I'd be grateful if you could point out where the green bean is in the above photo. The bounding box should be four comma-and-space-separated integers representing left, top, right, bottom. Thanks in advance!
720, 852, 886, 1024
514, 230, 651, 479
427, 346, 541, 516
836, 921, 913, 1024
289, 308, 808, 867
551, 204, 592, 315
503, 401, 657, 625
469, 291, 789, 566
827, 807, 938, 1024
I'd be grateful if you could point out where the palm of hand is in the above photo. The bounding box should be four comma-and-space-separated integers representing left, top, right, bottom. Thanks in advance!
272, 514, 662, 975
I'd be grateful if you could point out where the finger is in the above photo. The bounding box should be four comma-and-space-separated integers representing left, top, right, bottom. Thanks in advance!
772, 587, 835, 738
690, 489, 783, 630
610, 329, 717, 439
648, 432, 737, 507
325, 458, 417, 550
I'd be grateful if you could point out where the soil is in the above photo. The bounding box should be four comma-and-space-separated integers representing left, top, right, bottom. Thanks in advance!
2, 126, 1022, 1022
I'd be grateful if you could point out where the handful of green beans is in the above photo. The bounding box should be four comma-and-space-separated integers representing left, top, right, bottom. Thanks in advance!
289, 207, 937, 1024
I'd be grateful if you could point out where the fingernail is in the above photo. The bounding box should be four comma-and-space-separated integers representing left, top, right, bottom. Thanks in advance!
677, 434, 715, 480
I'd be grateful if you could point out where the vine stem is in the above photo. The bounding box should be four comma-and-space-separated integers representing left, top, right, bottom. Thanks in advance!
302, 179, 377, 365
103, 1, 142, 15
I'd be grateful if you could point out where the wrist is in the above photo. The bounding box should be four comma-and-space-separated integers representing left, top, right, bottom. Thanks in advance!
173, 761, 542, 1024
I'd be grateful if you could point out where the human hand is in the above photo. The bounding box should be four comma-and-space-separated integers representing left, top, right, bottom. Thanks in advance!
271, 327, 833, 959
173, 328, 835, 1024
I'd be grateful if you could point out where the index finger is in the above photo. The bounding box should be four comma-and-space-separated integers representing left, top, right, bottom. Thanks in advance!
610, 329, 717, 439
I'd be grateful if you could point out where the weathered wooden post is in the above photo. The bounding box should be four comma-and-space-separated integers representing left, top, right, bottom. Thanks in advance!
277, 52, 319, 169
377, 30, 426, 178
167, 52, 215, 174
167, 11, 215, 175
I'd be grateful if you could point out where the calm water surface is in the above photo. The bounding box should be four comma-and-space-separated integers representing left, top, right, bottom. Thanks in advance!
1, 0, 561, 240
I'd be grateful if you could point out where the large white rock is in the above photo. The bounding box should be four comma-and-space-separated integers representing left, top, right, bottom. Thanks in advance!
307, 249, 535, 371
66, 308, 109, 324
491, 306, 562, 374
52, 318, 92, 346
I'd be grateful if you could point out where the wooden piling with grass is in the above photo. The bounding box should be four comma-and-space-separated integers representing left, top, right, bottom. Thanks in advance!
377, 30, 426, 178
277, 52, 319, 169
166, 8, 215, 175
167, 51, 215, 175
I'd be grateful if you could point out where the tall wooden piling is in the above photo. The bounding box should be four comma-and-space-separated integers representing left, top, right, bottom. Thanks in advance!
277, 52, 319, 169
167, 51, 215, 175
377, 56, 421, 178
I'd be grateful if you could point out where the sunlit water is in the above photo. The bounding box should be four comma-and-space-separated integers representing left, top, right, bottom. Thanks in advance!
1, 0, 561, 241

========================================

### GOAL OF THE EXERCISE
Would you return the entries exactly as they stand?

### SOLUTION TO THE EXERCISE
I'd be grateful if you could point out where the green bean is in the above photo. The bounding box should be four comma-and-space-separated integers representing left, top, right, bottom. Thanks in advance!
720, 852, 886, 1024
514, 230, 651, 479
427, 346, 541, 516
836, 921, 913, 1024
289, 308, 808, 867
551, 204, 592, 315
503, 401, 657, 625
469, 291, 789, 566
827, 807, 938, 1024
I'd be grateful if you could point out where the palm of hand is in the above photo. The bounding box should be four comma-and-space-separated integers representing left, top, right, bottom. Thanks in advance!
272, 514, 662, 975
I'd be grateful if you could point out where the finger is in the above photo. The bounding box should be four comma-and-space-separated integers representing left, top, right, bottom. Thanks in advance!
772, 587, 835, 738
690, 489, 783, 630
610, 329, 717, 439
648, 432, 737, 507
325, 458, 417, 550
I'd be grateful if you could point out where the soil is in the above photo. The bounding box should be four comma-and-space-separated integers representing left, top, right, bottom. Thanks in advance!
2, 126, 1022, 1022
I'd be grateful if you could point out where the handful of green beans is in the above photo. The bounding box should be four comma-and-space-separated integers representing left, top, right, bottom. Thanks in advance!
289, 207, 937, 1024
I'd be grateful if you could point out where the fingernail is in the above photo. The bounding box should be four comma-and-space-separated integers representing left, top, right, bottom. Thanks in advance!
677, 434, 715, 480
I'd be grateful if you could point out where the vine stem is in the above photo. The bounding box should be four comma-and-space-separated integers representing left, top, right, bottom. Thanks in advance!
302, 179, 377, 365
103, 1, 142, 15
I'd be grateful if you could point out where the wrist is in the above photo. The bounding box should be four comma-and-space-separated integers representing left, top, right, bottom. Thanks in advance!
173, 761, 542, 1024
I'd be grateful if you could point out where the human hand is in the above photo. The bounding box should be four comma-and-space-separated integers representing left, top, right, bottom. Thanks in advance!
271, 327, 833, 959
173, 328, 835, 1024
I'd be grateful if you could point out where the index finger is in the above photo. The bounding box should be four comma-and-space-separated integers representing left, top, right, bottom. Thanks in advance!
610, 329, 717, 439
I'd be grateful if you could point out where the weathered wooden post is in the above photo. The bounding box should be four comma-and-space-separated integers representing left, top, right, bottom. Thanks in advance!
277, 52, 319, 169
377, 30, 426, 178
167, 52, 215, 174
167, 11, 215, 175
I'd be grateful if you could point out where the calm water surface is in the above photo. The bounding box should be four comma-and-space-separated integers representing left, top, right, bottom. Thanks in advance!
1, 0, 561, 240
I'd be grateful if you could point out where the large white rock is in the above photo. The bounding box should be four comma-and-space-separated integers representing left, top, right, bottom. Thanks in advance!
307, 249, 535, 371
66, 308, 109, 324
491, 306, 562, 374
52, 318, 92, 346
I'd be grateful if you could point out where the wooden piling with grass is in the above photo. The bounding box should be four comma-and-space-separated integers representing left, top, right, bottom. Thanks in advance!
377, 30, 426, 178
277, 52, 319, 169
166, 8, 215, 175
167, 51, 215, 175
I'd be grateful if you could point out where the tall wooden piling is in the above photo. The bounding box should be four comma-and-space-separated integers representing left, top, right, bottom. Thanks in advance!
277, 52, 319, 169
167, 51, 215, 175
377, 56, 421, 178
I'd be grateful if you could point out where the sunlit water is in the above photo. The bounding box should be four comma-and-space-separated integers representing left, top, right, bottom. Thanks in advance!
1, 0, 561, 241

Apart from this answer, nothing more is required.